## Exercise
Reproduce exactly the lines from the one containing "Target: dog's eye" through the end of the entries, including both. Drop the pictures.

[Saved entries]
[Start of Attachment]

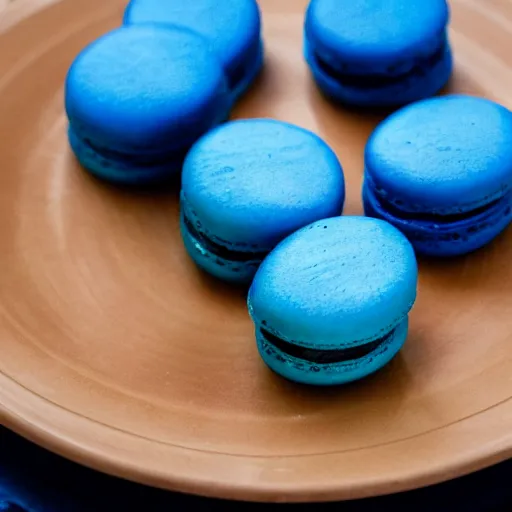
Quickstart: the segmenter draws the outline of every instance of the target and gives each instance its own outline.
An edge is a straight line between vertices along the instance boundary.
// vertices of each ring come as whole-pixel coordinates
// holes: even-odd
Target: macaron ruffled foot
[[[366,377],[405,343],[417,279],[413,248],[390,224],[315,222],[270,253],[249,290],[261,357],[305,384]]]

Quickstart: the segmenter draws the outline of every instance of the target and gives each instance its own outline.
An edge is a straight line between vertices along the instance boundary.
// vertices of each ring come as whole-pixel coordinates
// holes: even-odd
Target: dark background
[[[435,487],[371,500],[319,505],[257,505],[168,493],[101,475],[0,427],[0,512],[159,512],[169,510],[343,512],[512,512],[512,460]]]

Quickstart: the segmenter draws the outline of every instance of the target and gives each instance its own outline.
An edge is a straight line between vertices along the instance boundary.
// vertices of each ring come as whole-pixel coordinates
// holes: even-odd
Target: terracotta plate
[[[312,85],[305,0],[261,6],[267,66],[234,115],[319,133],[345,167],[346,212],[360,213],[380,115],[336,108]],[[512,2],[452,7],[450,90],[512,107]],[[186,257],[176,191],[110,188],[70,154],[66,70],[122,9],[65,0],[2,22],[2,423],[102,471],[249,500],[391,493],[510,457],[512,231],[467,258],[421,262],[407,346],[378,375],[330,391],[281,380],[260,362],[243,293]]]

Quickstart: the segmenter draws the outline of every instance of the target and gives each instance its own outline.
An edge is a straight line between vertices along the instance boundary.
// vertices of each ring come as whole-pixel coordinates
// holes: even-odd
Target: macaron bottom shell
[[[399,229],[411,242],[418,254],[425,256],[461,256],[476,251],[501,234],[512,221],[512,192],[475,211],[450,216],[447,222],[417,218],[412,215],[400,217],[386,209],[365,182],[363,186],[365,214],[385,220]]]
[[[310,43],[306,41],[305,59],[318,88],[328,98],[357,107],[398,107],[437,94],[448,82],[453,71],[453,57],[446,43],[441,57],[423,73],[404,75],[403,80],[389,85],[357,87],[344,84],[329,74],[318,61]],[[372,78],[368,77],[371,84]]]
[[[180,229],[183,244],[192,261],[208,274],[231,284],[249,284],[261,259],[248,261],[230,261],[213,254],[188,229],[183,211],[180,214]]]
[[[178,174],[185,157],[177,152],[173,160],[155,161],[152,164],[137,164],[125,159],[107,157],[82,140],[72,128],[68,129],[71,149],[80,165],[93,176],[119,185],[150,185],[163,182]]]
[[[313,386],[336,386],[363,379],[386,366],[403,347],[408,332],[406,317],[375,350],[364,357],[329,364],[312,363],[293,357],[268,342],[260,328],[256,330],[259,353],[265,364],[282,377]]]

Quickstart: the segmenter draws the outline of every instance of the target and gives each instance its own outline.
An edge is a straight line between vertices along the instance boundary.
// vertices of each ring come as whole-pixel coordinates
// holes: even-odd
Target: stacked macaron
[[[134,0],[125,26],[86,47],[69,70],[71,148],[105,180],[167,180],[192,144],[229,118],[262,64],[255,0]]]
[[[249,289],[263,361],[306,384],[358,380],[406,340],[416,254],[469,253],[512,220],[512,113],[426,99],[452,71],[448,21],[446,0],[309,4],[304,51],[322,92],[411,103],[367,143],[366,217],[342,216],[343,169],[317,135],[225,122],[263,64],[255,0],[131,0],[69,70],[69,141],[108,181],[181,172],[185,250],[199,272]]]

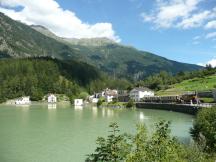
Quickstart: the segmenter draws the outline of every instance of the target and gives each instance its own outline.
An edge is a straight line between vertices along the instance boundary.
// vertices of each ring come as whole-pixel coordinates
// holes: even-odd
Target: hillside
[[[76,59],[76,55],[67,45],[0,13],[0,57],[52,56]]]
[[[200,66],[124,46],[106,38],[66,39],[42,26],[27,26],[0,13],[0,58],[51,56],[91,64],[110,76],[140,80],[152,73],[192,71]]]
[[[47,93],[73,97],[81,91],[89,92],[89,86],[102,79],[94,67],[85,63],[48,57],[3,59],[0,67],[0,102],[23,95],[39,100]]]
[[[208,91],[216,88],[216,75],[205,76],[184,80],[181,83],[173,84],[166,90],[158,91],[158,95],[175,95],[187,91]]]
[[[176,74],[179,71],[200,69],[197,65],[184,64],[155,54],[139,51],[107,38],[67,39],[60,38],[41,26],[32,26],[38,32],[67,44],[86,56],[86,61],[112,76],[143,79],[162,70]]]

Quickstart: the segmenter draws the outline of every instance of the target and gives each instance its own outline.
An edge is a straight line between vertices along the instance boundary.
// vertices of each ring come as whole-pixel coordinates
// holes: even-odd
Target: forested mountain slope
[[[48,93],[79,95],[93,93],[90,85],[102,82],[94,67],[48,57],[0,60],[0,102],[23,95],[39,100]]]
[[[130,80],[140,80],[162,70],[175,74],[201,68],[139,51],[106,38],[60,38],[42,26],[27,26],[0,13],[0,58],[35,56],[86,62],[114,78]]]

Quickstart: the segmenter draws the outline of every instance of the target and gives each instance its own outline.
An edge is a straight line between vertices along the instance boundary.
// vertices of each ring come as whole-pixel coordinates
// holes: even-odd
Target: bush
[[[87,92],[81,92],[81,93],[79,94],[79,97],[78,97],[78,98],[83,99],[83,100],[86,100],[88,96],[89,96],[89,94],[88,94]]]
[[[204,150],[215,152],[216,108],[203,108],[200,110],[190,133],[195,141],[203,145]]]
[[[105,98],[104,97],[99,98],[99,100],[97,102],[97,106],[101,106],[103,104],[103,102],[105,102]]]
[[[126,104],[127,108],[131,108],[131,107],[134,107],[134,106],[135,106],[135,104],[134,104],[133,100],[129,100],[128,103]]]
[[[102,161],[122,161],[129,153],[129,145],[127,144],[126,135],[119,134],[117,123],[111,123],[111,134],[107,139],[99,137],[96,141],[98,147],[95,153],[88,155],[86,161],[88,162],[102,162]]]
[[[97,139],[95,153],[86,162],[213,162],[214,157],[198,147],[186,147],[170,135],[170,123],[161,121],[148,137],[144,125],[137,125],[135,135],[119,134],[116,123],[110,124],[111,134]]]

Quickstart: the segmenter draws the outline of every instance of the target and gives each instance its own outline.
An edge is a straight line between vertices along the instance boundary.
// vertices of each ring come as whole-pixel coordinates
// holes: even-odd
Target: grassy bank
[[[156,92],[156,95],[179,95],[187,91],[207,91],[216,88],[216,75],[194,78],[173,84],[166,90]]]

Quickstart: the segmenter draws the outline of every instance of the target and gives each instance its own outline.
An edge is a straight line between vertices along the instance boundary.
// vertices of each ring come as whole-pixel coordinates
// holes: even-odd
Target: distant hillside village
[[[113,101],[128,102],[129,100],[139,102],[143,97],[147,97],[147,96],[148,97],[154,96],[154,91],[143,87],[137,87],[132,89],[131,91],[106,88],[105,90],[99,93],[94,93],[93,95],[88,96],[86,99],[74,99],[73,103],[74,105],[79,105],[79,106],[83,105],[84,102],[96,104],[101,98],[103,98],[107,103]],[[16,105],[31,103],[29,96],[21,97],[13,101],[11,101],[10,103]],[[44,96],[43,101],[47,101],[48,103],[57,103],[58,99],[56,95],[48,94],[47,96]]]
[[[43,101],[47,100],[48,103],[57,103],[57,97],[54,94],[48,94],[44,96]],[[31,104],[30,96],[18,98],[16,100],[8,101],[8,103],[16,105],[28,105]]]
[[[202,103],[201,97],[212,96],[216,102],[216,90],[212,92],[188,92],[183,95],[172,96],[155,96],[155,92],[146,87],[135,87],[131,90],[116,90],[106,88],[105,90],[94,93],[86,98],[73,99],[75,106],[83,106],[85,104],[104,103],[127,103],[127,102],[151,102],[151,103],[184,103],[184,104],[199,104]],[[49,104],[58,102],[58,97],[55,94],[44,96],[43,101]],[[16,100],[10,101],[11,104],[28,105],[31,104],[30,97],[25,96]]]
[[[127,90],[111,90],[111,89],[105,89],[104,91],[100,93],[95,93],[94,95],[89,97],[89,101],[92,103],[97,103],[100,98],[104,98],[105,102],[128,102],[130,99],[139,102],[143,97],[147,96],[154,96],[154,91],[148,89],[148,88],[134,88],[131,91]]]

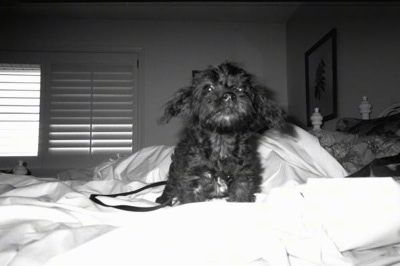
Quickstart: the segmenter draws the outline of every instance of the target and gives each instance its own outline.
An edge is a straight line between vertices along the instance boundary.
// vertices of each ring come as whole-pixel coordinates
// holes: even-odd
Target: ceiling
[[[285,23],[301,2],[6,1],[0,16]]]

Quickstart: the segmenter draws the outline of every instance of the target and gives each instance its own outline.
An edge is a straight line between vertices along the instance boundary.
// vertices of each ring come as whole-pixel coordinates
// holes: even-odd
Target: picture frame
[[[337,117],[336,29],[305,53],[307,126],[316,107],[328,121]]]

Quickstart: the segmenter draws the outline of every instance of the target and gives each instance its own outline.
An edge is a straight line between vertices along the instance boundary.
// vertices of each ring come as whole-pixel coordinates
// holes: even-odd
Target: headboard
[[[367,96],[362,97],[362,101],[358,106],[358,110],[360,112],[360,119],[369,120],[370,115],[372,113],[372,104],[368,101]],[[378,118],[386,117],[390,115],[395,115],[400,113],[400,103],[390,104],[385,107],[382,111],[377,115]],[[312,130],[321,130],[321,126],[323,124],[323,117],[319,112],[319,108],[315,108],[314,113],[311,115],[311,124],[313,126]]]
[[[400,103],[390,104],[373,119],[368,97],[363,97],[358,109],[361,117],[341,117],[334,130],[323,130],[323,117],[316,108],[309,130],[349,173],[359,171],[374,158],[400,153]]]

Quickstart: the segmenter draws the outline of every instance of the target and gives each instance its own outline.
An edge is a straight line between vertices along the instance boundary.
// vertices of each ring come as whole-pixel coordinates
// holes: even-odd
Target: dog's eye
[[[206,86],[204,87],[204,89],[207,90],[208,92],[211,92],[211,91],[213,91],[215,88],[214,88],[213,85],[206,85]]]
[[[244,91],[244,88],[243,88],[243,87],[237,87],[236,90],[237,90],[238,92],[243,92],[243,91]]]

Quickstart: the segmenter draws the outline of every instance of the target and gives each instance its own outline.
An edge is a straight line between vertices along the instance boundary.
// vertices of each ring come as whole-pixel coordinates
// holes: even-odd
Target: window
[[[0,167],[92,167],[138,147],[134,52],[0,51]]]
[[[49,153],[132,153],[133,84],[132,65],[52,65]]]
[[[40,66],[0,64],[0,156],[37,156]]]

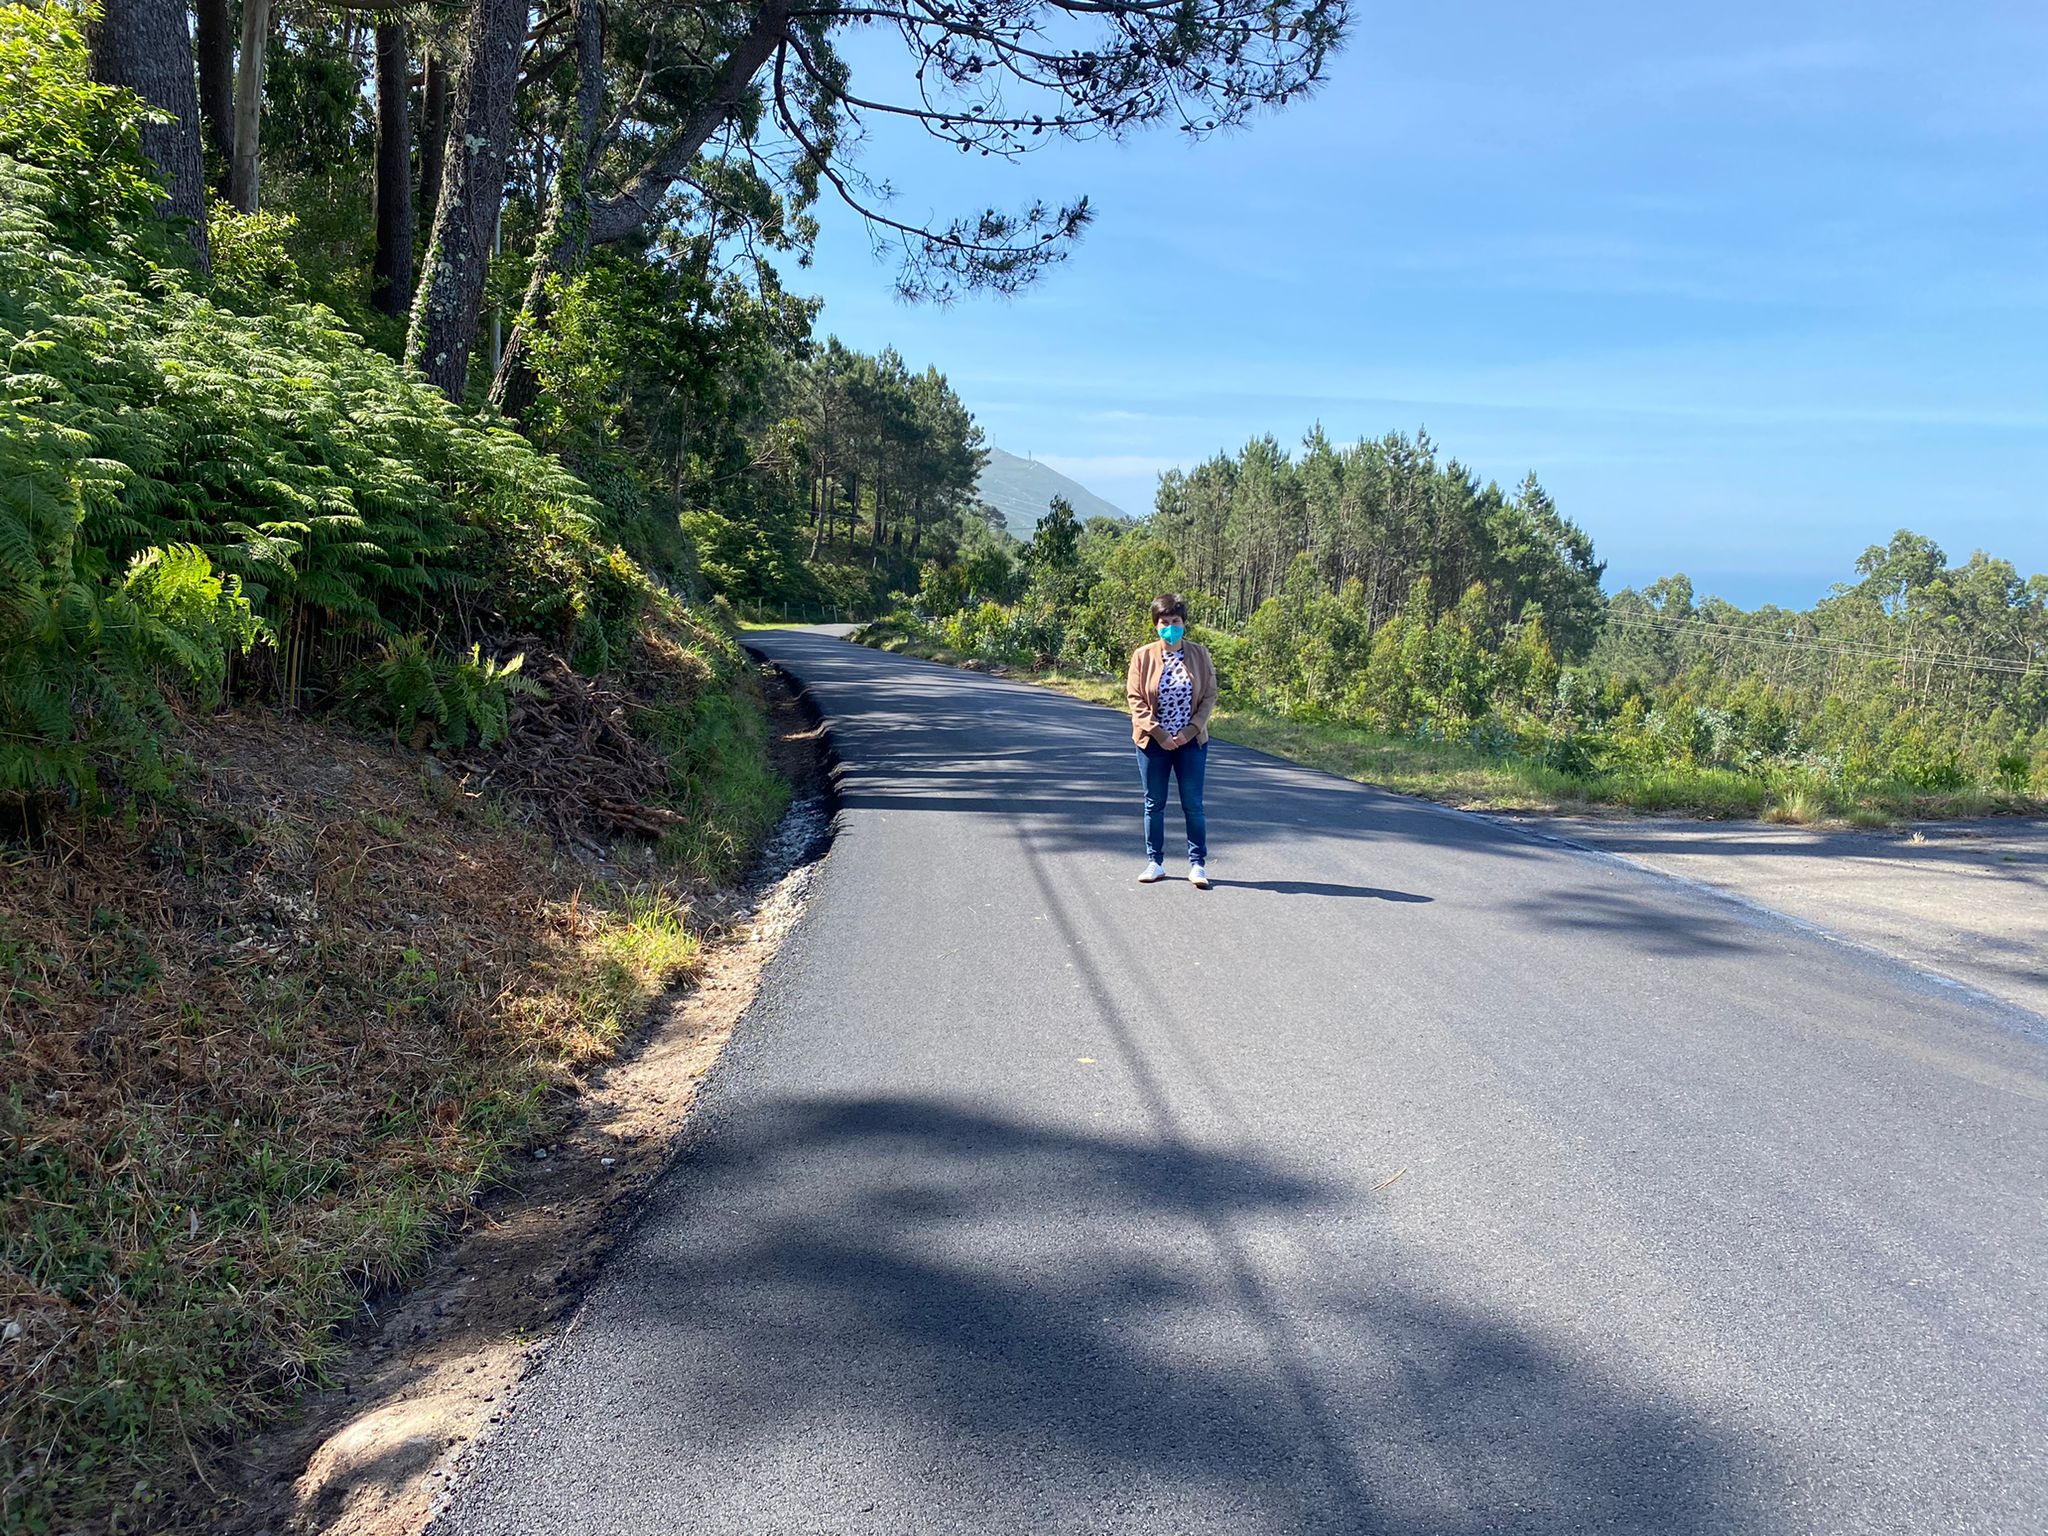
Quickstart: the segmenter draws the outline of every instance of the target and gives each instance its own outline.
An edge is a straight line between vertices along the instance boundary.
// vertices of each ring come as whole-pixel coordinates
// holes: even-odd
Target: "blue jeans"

[End of Attachment]

## Solution to this exercise
Target: dog's eye
[[[206,86],[204,87],[204,89],[207,90],[208,92],[211,92],[211,91],[213,91],[215,88],[214,88],[213,85],[206,85]]]
[[[244,91],[244,88],[243,88],[243,87],[237,87],[236,90],[237,90],[238,92],[243,92],[243,91]]]

Quickstart: the segmenter draws the outline of every instance of the target and gives each instance its own outline.
An edge is a straight line between vertices along the instance boundary.
// vertices of each ring come as whole-pixel coordinates
// holes: even-odd
Target: window
[[[0,167],[92,167],[138,147],[134,52],[0,51]]]
[[[49,153],[132,153],[133,84],[132,65],[52,65]]]
[[[40,66],[0,64],[0,156],[37,156]]]

Quickstart: the segmenter draws the outline of every instance of the target and gives each instance its own outline.
An edge is a straight line between vertices along the instance boundary.
// vertices of each ring come as whole-pixel coordinates
// holes: even-odd
Target: "blue jeans"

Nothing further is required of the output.